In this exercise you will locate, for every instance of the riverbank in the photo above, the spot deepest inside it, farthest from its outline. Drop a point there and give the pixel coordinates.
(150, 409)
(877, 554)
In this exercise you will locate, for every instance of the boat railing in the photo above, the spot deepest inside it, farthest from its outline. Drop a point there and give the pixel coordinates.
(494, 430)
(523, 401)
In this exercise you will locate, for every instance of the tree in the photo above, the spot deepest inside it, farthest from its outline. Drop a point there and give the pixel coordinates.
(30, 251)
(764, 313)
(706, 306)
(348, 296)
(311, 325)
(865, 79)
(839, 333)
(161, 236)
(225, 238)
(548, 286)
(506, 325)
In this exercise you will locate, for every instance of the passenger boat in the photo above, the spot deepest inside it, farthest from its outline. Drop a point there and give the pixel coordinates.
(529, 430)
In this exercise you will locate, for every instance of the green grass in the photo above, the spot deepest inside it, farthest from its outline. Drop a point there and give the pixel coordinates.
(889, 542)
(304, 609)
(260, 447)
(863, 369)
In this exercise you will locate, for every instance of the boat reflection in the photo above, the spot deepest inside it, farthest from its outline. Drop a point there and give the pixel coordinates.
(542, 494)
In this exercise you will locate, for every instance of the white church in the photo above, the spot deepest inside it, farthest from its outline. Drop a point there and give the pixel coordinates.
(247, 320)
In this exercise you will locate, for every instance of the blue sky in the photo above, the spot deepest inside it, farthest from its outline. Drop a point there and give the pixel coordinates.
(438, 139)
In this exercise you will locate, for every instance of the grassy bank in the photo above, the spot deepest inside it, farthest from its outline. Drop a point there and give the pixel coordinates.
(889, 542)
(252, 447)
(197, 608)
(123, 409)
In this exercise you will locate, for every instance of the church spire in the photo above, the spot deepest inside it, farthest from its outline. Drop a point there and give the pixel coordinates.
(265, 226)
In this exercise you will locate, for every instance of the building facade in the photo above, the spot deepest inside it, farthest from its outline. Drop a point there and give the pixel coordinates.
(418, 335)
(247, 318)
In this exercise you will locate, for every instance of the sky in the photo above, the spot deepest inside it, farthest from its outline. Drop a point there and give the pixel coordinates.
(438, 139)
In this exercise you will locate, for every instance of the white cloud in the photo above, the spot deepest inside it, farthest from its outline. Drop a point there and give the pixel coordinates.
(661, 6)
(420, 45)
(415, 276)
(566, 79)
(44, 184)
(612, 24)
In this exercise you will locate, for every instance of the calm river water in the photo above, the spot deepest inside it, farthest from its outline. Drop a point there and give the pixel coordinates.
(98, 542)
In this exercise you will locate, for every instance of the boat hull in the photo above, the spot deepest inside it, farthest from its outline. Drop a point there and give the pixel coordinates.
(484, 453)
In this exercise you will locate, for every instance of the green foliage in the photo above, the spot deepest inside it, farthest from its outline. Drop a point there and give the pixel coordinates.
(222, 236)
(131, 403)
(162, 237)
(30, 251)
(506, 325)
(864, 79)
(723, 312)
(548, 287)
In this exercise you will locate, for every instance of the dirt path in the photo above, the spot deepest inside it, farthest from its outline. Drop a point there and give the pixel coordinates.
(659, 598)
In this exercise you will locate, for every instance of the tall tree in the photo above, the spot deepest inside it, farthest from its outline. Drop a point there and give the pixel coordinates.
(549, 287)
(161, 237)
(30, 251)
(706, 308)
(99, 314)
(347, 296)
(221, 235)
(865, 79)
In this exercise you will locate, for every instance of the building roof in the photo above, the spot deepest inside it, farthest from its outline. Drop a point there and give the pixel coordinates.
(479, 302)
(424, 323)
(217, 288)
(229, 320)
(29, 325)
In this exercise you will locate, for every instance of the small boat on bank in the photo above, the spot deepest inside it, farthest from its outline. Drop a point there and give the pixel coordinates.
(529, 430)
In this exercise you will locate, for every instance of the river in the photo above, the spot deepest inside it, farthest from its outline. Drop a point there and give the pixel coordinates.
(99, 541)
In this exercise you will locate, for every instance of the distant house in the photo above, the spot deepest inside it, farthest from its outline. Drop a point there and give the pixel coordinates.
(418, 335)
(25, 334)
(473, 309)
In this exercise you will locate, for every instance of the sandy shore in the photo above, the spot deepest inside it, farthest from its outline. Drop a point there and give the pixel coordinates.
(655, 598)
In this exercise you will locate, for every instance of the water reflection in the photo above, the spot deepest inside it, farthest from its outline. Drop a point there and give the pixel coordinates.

INSTRUCTIONS FOR THE TASK: Reproduce all of the material above, switching every "pixel coordinates" to "image coordinates" and leaving everything else unchanged.

TASK ANSWER:
In this exercise you will locate, for every instance of the riverbank in the photo above, the spot deepest inside it, farthest from its outline. Drop a point there and give the image coordinates.
(150, 409)
(877, 554)
In this exercise you will locate, for every instance of the boat railing in the photo above, the spot deepest inside it, farthest from its outline. Drop a point there and give the image coordinates.
(494, 430)
(523, 401)
In this exercise you will locate, for every instance of the tree in the photo above, the spot deepest inside it, farthest from its outline. Drop a point there and give the image coordinates.
(30, 251)
(764, 313)
(706, 306)
(348, 296)
(311, 325)
(865, 79)
(839, 333)
(161, 236)
(225, 238)
(548, 286)
(506, 325)
In this exercise you will locate, for every instance of the passenger boat in the photo above, the spot deepest inside it, farthest from its outline. Drop a point there and give the image coordinates.
(529, 430)
In this exercise you will locate, for every instance of the green grass in the photo above, the spot deepest inside it, farthest from its outline. Drop a point there and give the image coordinates.
(889, 542)
(304, 609)
(260, 447)
(863, 369)
In this exercise you will locate, for every instance of the boat reflection in the photo above, the spot deepest inside it, farthest from its outline. Drop a point there and give the image coordinates.
(542, 494)
In this exercise you will locate, for every instance of the white church in the photo above, the spot deepest inside it, farthest from its outline. Drop a point there and give the image coordinates.
(247, 320)
In this exercise you will locate, for every instance of the blue sky in the photo above, the spot deepest inside it, farthest from its outline. Drop a point there and give the image coordinates.
(438, 139)
In this exercise you will locate, for every instance of the grassy bank in the photo above, the spot deepest inside it, farthest from its outline. Drop a point there and give the image coordinates.
(889, 542)
(252, 447)
(197, 608)
(123, 409)
In this exercise you will locate, for every instance of the church spire in the photo above, the spot deepest inside it, farthest from its outline. Drop a point there and give the image coordinates.
(265, 226)
In this exercise you will locate, for every instance of the building facade in the photo above, the spot deepest inside it, farthest from its outline. Drop a point there and give the image coordinates.
(418, 335)
(247, 318)
In this exercise you will locate, for every instance of the sky in the photo above, the spot deepest inside it, farthest from its outline. Drop a point there and give the image coordinates.
(438, 139)
In this exercise you will locate, for every instance of the white cloud in the photo above, the spot deepest inside it, farthest from its outline. Drop a point there and give the image coordinates.
(661, 6)
(420, 45)
(415, 276)
(566, 79)
(44, 184)
(612, 24)
In this exercise you will locate, for every instance of the calm river water in the photo above, the spot deepest inside it, farthest from its outline. Drop a point there and give the image coordinates.
(98, 542)
In this exercise you will locate, for every instance of the boat hull in the photo above, the spot deepest inside it, farthest from its outline. Drop a point there and give the image coordinates.
(484, 453)
In this exercise you will locate, for every instance of the green foliage in the photo above, the spot deepest inside it, farthest from its outline. Drop a point there and give the image coordinates.
(222, 236)
(131, 403)
(162, 237)
(30, 251)
(506, 325)
(864, 79)
(723, 312)
(548, 287)
In this exercise you will locate, for every instance of the dirt path in the photo above, the spot deepest inside it, farthest from its outline. Drop a point there and give the image coordinates.
(659, 598)
In this exercise you will locate, for every instance of the tall tree in the photo above, the spot deepest inside it, farthest from its outline. Drop a point there and give the image coordinates.
(549, 287)
(161, 237)
(30, 251)
(706, 308)
(99, 314)
(347, 296)
(221, 235)
(865, 79)
In this exercise you will locate, for every instance of the building roof in the photo above, the spot deepest inside it, farthest from its outline. Drop a point there and give the image coordinates.
(479, 302)
(424, 323)
(217, 288)
(229, 320)
(29, 325)
In this exercise you will locate, for every instance of the small boat on bank in the photo above, the spot deepest inside it, farthest from its outline. Drop a point there and give the image coordinates.
(529, 430)
In this exercise you will locate, for every instance of the river in the photo above, the spot deepest inside it, farthest from its outline. Drop a point there and give the image coordinates.
(99, 541)
In this exercise you will locate, for every instance of the distant house in the photo above, the spot deepest inside it, farthest from its outline. Drop a point there and give the image coordinates.
(418, 335)
(25, 334)
(473, 309)
In this exercise you will locate, for every instance of the sandy shore in the photo above, the spot deepest inside it, farthest from its outline. Drop a point there and give the image coordinates.
(655, 598)
In this exercise you will locate, for every instance of the water reflection in the photo above, the spot deepest inside it, farthest from its outline. Drop a point there and give the image coordinates.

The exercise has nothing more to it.